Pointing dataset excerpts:
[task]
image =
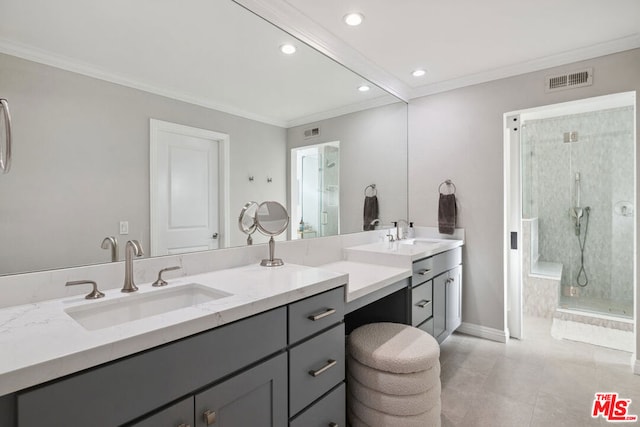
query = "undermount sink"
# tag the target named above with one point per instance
(421, 241)
(99, 315)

* REQUIRED TASK: Print the data above line for line, leaving out the pictures.

* ANSWER TO THIS TASK:
[task]
image =
query = "undermount sink"
# tag the target named above with one point per instance
(421, 241)
(99, 315)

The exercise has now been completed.